TASKS TO CARRY OUT:
**a)** In the poster abstract below, which four targets were used for chromatin immunoprecipitation combined with sequencing?
**b)** Rewrite the poster abstract below from "Jingyi Tang 1" up to and including "in Plasmodium falciparum.", swapping "Plasmodium falciparum" for "P. falciparum".

PASSAGE TO READ:
((

Poster Presentation First Malaria World Congress 2018

Identification of gene regulatory elements in the malaria parasite Plasmodium falciparum (#254)

Jingyi Tang 1 2 , Scott Chisholm 2 , Michaela Petter 3 , Tony Papenfuss 4 , Graham Brown 2 , Michael Duffy 1 2
  1. Department of Medicine (RMH), Faculty of Medicine, Dentistry and Health Sciences, University of Melbourne, Parkville, VIC, Australia
  2. School of Biosciences, Bio21 Institute, University of Melbourne, Parkville, VIC, Australia
  3. Universitätsklinikum Erlangen, Erlangen, Germany
  4. Walter and Eliza Hall Institute, Parkville, VIC, Australia

Chromatin structure dynamics including the modification of histones and the exchange of core histones with histone variants can control gene expression and regulate critical processes in malaria pathogenesis. Promoters and enhancers are regulatory DNA elements that are important for gene expression. Only a few enhancers have been characterized in Plasmodium falciparum.

 

Recent studies indicate that the presence of specific histone modifications at enhancers precedes and controls changes in gene expression and that histone variants are associated with regulatory elements within dynamic chromatin. We have used chromatin immunoprecipitation of H3K4me1, H3K18ac, H3K27ac and H2A.Z combined with sequencing to identify putative regulatory elements in the P. falciparum genome.

 

Genes possibly regulated by elements defined by chromatin structure dynamics were identified by correlating dynamic patterns of gene expression generated by RNAseq at different points in the lifecycle with dynamic patterns of enhancer-associated chromatin characteristics. These chromatin characteristics were enriched in the intergenic regions and some showed dynamic enrichment upstream of expressed genes, indicating that they could play a role in regulating these genes. Conserved sequences found in putative regulatory elements could act as transcription factor binding sites and sequences that significantly matched ApiAP2 transcription factor binding motifs were found in putative enhancers. Functionally related sets of genes were enriched in putative motifs suggesting these may be specifically regulated through enhancer-like sequences.

 

In summary, mapping chromatin structural elements that are dynamically associated with expression of downstream genes provided a library of putative regulatory sequences. We are in the process of validating the function of these regulatory elements. These sequences can eventually be used to identify their cognate transcription factors and further elucidate gene regulation in P. falciparum.

))

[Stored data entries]
((

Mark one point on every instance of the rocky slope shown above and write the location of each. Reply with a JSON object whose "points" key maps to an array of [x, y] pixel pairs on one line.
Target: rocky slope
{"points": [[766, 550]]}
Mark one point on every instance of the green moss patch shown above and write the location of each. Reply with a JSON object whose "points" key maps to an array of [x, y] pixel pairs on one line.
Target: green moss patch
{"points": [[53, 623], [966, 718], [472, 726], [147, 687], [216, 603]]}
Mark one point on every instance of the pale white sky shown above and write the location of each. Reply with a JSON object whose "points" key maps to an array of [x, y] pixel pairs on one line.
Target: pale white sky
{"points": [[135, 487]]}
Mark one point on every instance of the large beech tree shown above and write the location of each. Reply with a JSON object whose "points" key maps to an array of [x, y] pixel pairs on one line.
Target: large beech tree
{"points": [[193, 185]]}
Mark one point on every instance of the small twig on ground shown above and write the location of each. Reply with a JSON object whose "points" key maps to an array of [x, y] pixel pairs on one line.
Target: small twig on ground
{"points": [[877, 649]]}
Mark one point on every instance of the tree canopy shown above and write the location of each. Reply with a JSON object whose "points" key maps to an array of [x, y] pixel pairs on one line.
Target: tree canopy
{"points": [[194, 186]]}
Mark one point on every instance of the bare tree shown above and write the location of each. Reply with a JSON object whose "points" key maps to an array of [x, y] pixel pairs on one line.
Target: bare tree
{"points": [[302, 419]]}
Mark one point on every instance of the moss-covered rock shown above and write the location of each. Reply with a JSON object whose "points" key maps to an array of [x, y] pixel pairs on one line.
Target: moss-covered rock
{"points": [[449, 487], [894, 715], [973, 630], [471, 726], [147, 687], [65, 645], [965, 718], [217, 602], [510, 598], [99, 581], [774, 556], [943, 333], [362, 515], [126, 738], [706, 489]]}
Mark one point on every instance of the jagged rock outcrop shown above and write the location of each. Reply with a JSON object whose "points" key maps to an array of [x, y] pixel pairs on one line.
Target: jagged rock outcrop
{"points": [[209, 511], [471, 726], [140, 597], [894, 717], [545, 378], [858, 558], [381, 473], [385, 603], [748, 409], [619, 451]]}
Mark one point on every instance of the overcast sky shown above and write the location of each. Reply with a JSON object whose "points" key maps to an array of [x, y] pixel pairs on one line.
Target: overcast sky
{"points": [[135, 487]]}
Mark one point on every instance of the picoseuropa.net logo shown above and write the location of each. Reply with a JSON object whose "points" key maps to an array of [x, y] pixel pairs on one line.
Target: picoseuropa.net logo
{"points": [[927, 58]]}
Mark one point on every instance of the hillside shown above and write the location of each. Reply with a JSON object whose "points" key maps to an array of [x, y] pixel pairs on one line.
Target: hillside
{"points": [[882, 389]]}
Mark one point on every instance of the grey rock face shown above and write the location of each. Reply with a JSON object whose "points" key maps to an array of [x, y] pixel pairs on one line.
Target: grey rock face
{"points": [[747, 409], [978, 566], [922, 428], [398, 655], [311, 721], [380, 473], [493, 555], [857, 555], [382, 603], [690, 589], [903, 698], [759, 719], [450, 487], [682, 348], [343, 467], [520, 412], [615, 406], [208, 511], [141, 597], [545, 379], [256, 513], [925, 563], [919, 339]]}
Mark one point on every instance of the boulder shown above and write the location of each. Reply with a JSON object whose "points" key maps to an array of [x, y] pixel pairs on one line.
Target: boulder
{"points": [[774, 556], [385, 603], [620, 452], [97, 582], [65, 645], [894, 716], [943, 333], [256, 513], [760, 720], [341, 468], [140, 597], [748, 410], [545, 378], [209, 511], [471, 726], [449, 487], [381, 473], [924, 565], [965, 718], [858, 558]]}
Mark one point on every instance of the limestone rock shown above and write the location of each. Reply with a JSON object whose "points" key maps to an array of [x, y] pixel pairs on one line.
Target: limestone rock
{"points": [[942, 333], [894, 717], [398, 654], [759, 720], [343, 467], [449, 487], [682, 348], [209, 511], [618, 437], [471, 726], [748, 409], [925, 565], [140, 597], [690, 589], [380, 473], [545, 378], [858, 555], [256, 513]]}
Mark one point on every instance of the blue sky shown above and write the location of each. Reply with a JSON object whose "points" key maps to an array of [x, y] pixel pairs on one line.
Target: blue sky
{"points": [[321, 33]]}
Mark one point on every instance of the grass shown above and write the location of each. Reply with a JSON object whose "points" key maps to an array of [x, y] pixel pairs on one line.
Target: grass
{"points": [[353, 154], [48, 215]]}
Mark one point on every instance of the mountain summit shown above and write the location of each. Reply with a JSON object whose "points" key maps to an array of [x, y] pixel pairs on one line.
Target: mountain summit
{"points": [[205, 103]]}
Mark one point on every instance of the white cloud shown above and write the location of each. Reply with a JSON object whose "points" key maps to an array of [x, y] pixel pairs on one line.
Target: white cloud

))

ANSWERS TO THE EXERCISE:
**a)** H3K4me1, H3K18ac, H3K27ac and H2A.Z.

**b)**
Jingyi Tang 1 2 , Scott Chisholm 2 , Michaela Petter 3 , Tony Papenfuss 4 , Graham Brown 2 , Michael Duffy 1 2
  1. Department of Medicine (RMH), Faculty of Medicine, Dentistry and Health Sciences, University of Melbourne, Parkville, VIC, Australia
  2. School of Biosciences, Bio21 Institute, University of Melbourne, Parkville, VIC, Australia
  3. Universitätsklinikum Erlangen, Erlangen, Germany
  4. Walter and Eliza Hall Institute, Parkville, VIC, Australia

Chromatin structure dynamics including the modification of histones and the exchange of core histones with histone variants can control gene expression and regulate critical processes in malaria pathogenesis. Promoters and enhancers are regulatory DNA elements that are important for gene expression. Only a few enhancers have been characterized in P. falciparum.